BRIEF: Every line from the one that holds "Objective — a point for each instance of the flower" through the final line should be returned exactly. Omit the pictures.

*** DATA LINES ***

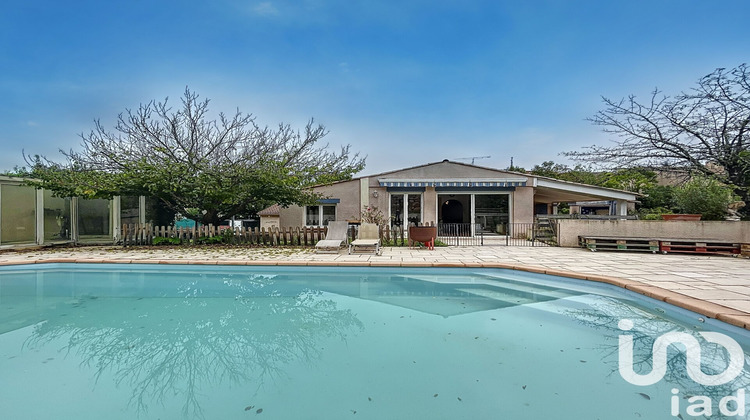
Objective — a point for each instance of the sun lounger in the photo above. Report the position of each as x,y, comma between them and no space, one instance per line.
335,237
368,237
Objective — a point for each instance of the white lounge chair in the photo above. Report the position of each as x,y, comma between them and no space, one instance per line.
368,237
336,237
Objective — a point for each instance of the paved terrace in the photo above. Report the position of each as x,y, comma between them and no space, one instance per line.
714,286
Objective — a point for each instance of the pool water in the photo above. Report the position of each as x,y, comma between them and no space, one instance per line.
171,342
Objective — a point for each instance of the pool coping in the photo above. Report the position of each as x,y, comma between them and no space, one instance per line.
722,313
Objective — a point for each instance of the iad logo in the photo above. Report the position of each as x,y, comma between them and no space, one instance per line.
693,355
700,405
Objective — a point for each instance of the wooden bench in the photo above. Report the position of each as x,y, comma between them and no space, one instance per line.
608,243
693,246
699,246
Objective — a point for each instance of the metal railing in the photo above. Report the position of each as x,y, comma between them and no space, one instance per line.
461,234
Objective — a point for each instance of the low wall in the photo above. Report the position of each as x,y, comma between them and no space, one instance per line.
570,229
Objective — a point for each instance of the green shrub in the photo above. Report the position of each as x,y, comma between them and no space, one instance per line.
705,196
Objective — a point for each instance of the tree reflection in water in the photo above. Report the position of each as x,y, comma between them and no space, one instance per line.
605,314
173,346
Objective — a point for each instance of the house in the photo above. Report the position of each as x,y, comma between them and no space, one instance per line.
449,192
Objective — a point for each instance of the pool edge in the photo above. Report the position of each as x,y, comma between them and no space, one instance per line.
708,309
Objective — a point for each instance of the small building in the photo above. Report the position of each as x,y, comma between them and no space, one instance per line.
449,192
30,216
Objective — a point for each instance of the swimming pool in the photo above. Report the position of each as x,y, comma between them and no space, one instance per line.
125,341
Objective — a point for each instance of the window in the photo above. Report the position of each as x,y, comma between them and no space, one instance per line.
406,204
319,215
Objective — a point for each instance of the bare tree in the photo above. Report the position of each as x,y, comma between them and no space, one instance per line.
706,130
205,169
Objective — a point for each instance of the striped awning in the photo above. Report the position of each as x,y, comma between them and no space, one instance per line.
458,183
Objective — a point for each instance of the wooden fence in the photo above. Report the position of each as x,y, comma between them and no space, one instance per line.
148,234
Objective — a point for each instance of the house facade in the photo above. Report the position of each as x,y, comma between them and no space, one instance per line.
449,192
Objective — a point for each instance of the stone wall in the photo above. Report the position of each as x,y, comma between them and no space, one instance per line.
570,229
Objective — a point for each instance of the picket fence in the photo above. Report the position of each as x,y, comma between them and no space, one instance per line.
146,234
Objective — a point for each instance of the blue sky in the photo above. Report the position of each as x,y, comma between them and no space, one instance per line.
405,83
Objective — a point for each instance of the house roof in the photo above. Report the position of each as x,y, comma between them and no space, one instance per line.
547,189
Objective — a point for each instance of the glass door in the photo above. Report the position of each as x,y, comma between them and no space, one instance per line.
405,209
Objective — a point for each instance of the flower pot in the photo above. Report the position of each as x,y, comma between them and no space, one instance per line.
681,217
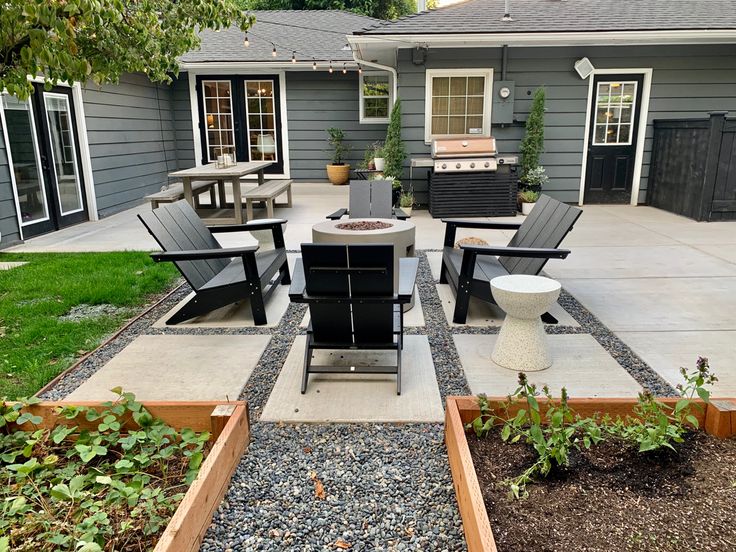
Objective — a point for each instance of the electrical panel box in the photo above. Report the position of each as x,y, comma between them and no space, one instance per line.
502,111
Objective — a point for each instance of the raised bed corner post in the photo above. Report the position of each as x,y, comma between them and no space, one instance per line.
717,123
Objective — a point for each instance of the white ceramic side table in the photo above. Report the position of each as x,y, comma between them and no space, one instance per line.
522,342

***

FINAL RESULT:
Objective — a point for each instance of the flower pot in the photo above. Report the position of each as x,y, comma between them and no space, one instance per line.
681,217
Objective — a point for each instance of the electrical panel box in the photo above. Report the position of each as x,y, comma between them and no space, one instance per line.
502,111
Objective — a point for each instance of the raised bed corner post in the photo above. Report the position of each as x,y, comma between them and no space, one instance per line.
717,123
Objective — a point for each instance of the white ceramic side table in the photo above. Report the position of each as x,y, comma between them and no space, one instance per line.
522,342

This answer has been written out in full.